++++ Records supplied
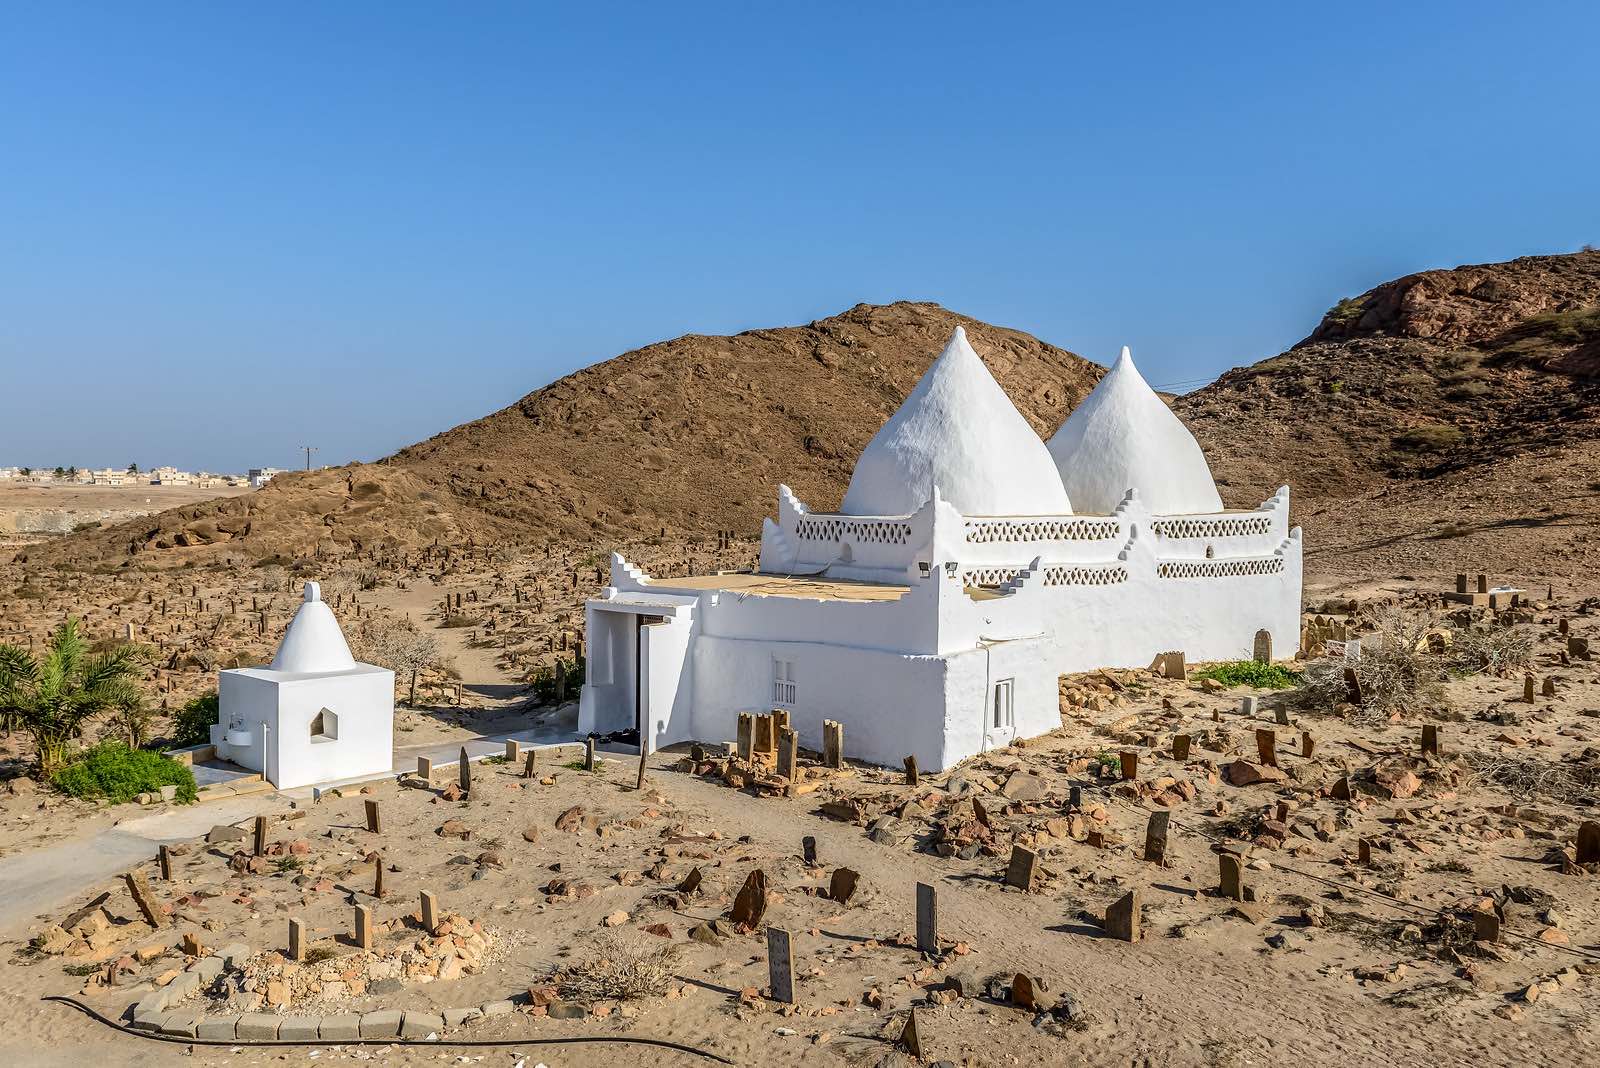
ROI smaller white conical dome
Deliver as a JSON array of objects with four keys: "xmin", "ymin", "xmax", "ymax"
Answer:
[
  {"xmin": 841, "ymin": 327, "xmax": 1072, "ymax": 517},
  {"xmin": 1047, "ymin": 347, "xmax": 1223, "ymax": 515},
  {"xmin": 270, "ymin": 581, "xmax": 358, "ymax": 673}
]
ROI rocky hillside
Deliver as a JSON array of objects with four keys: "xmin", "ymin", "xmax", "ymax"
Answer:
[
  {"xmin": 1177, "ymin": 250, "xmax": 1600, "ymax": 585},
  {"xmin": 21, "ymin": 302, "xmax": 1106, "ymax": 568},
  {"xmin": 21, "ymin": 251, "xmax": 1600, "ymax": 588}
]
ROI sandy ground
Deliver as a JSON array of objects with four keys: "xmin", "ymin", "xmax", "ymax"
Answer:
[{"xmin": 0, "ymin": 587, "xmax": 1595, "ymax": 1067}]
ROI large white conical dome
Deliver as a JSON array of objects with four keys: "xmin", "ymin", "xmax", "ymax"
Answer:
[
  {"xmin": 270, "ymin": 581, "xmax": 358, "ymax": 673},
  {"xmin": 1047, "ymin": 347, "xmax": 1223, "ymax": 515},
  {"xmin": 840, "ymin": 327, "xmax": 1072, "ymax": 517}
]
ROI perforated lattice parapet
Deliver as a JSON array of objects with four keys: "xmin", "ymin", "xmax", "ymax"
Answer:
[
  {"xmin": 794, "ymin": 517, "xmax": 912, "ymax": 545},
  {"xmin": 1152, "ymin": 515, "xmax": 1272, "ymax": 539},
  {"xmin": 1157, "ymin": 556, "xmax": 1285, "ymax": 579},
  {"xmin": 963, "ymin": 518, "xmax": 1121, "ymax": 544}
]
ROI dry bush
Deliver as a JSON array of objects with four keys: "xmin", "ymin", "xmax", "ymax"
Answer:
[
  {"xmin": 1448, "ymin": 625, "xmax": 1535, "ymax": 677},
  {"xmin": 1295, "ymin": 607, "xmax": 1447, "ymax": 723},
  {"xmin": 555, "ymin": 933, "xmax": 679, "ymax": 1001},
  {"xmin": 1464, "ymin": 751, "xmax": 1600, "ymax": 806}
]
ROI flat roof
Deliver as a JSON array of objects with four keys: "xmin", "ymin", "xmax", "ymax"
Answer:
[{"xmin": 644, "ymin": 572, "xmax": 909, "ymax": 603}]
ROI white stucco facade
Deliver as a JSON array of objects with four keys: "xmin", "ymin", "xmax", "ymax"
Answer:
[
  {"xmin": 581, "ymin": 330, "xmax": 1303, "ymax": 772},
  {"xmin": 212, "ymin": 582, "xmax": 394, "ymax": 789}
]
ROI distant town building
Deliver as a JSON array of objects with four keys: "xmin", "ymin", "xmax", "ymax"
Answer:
++++++++
++++ Records supplied
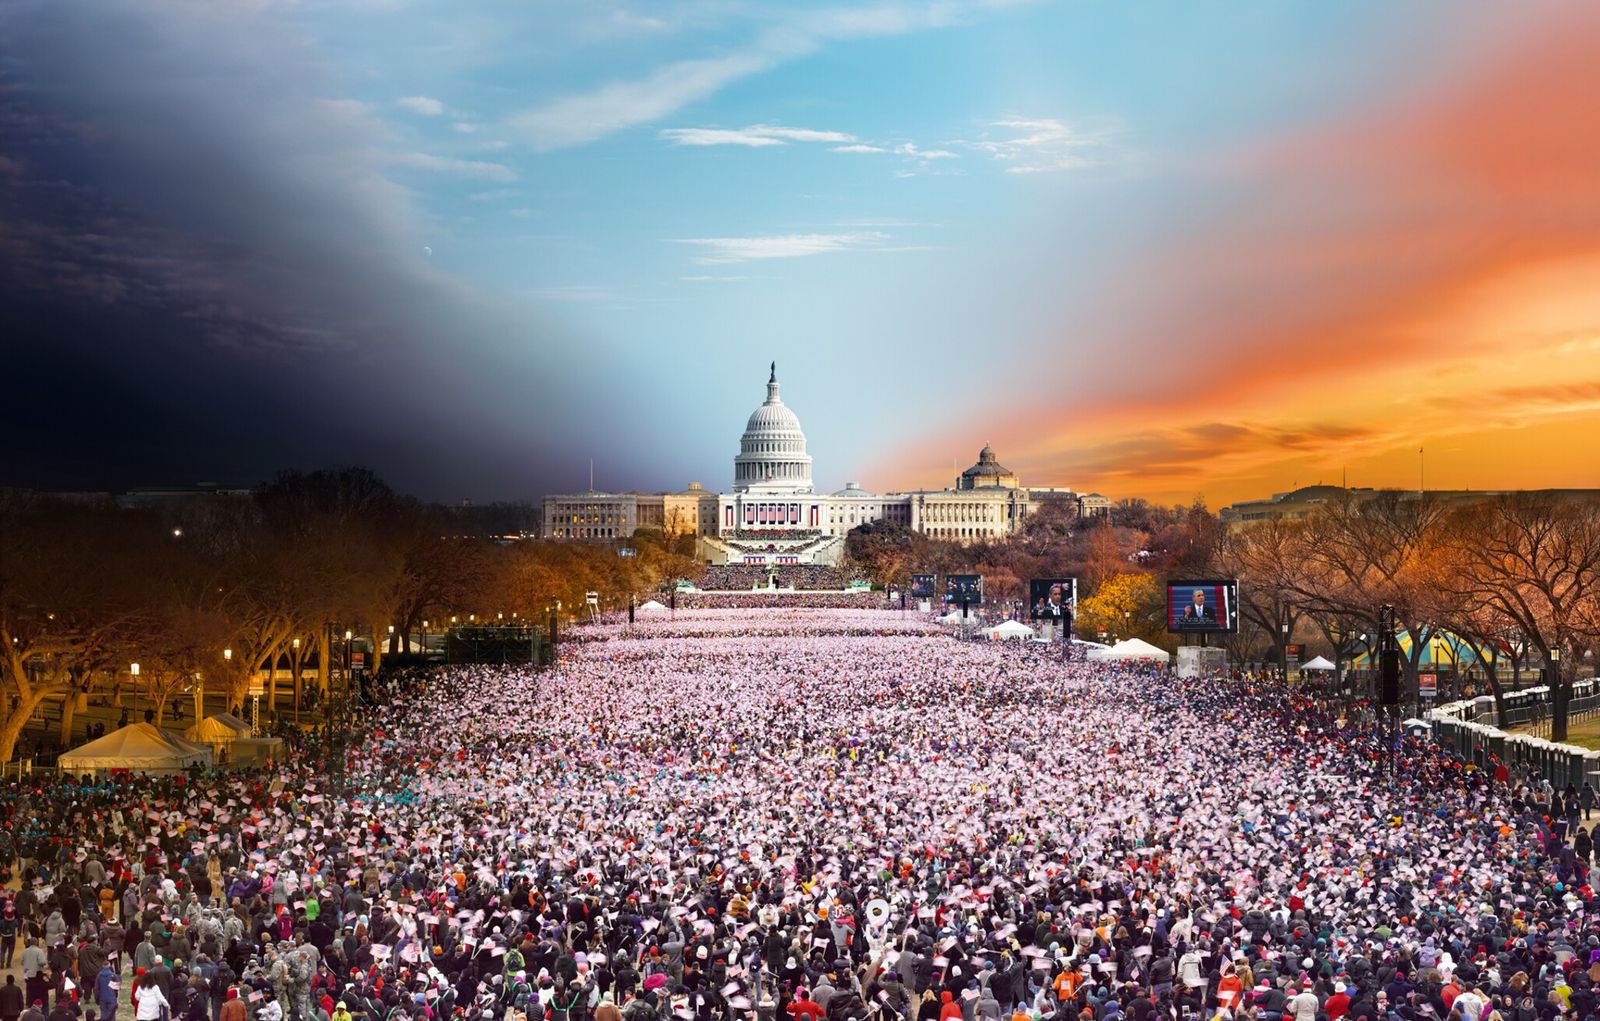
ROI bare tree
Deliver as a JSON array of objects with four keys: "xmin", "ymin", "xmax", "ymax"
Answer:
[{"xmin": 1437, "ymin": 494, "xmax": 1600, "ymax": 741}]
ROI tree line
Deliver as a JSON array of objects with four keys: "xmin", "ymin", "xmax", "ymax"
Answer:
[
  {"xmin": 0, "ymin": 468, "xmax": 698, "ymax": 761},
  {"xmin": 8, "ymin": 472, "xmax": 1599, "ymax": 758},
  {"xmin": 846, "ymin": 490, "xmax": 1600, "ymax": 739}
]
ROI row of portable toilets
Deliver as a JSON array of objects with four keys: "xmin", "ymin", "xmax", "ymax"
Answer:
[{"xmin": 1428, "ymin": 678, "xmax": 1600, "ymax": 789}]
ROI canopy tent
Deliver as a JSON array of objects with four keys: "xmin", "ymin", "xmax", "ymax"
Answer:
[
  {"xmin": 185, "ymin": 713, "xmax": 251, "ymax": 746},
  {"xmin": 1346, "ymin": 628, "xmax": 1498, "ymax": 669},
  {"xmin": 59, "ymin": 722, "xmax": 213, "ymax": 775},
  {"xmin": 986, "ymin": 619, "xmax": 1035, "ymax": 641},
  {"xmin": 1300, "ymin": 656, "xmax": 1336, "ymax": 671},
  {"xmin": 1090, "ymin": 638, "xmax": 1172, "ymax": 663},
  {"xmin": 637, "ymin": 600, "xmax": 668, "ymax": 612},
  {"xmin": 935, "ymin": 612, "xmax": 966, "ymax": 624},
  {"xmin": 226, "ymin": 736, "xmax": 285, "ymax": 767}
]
++++++++
• **What this task involves**:
Exact duplication is required for the lines above, from the line that contains "ROI tree line" to the line that contains "ROI row of portable toilets", inclusive; omit all others.

• **Solution to the problem**:
ROI tree line
Deliver as a JSON array of objects with four keys: "xmin", "ymin", "xmax", "ymax"
Answer:
[
  {"xmin": 0, "ymin": 468, "xmax": 698, "ymax": 761},
  {"xmin": 8, "ymin": 472, "xmax": 1599, "ymax": 758},
  {"xmin": 846, "ymin": 490, "xmax": 1600, "ymax": 739}
]
ROI row of portable toilets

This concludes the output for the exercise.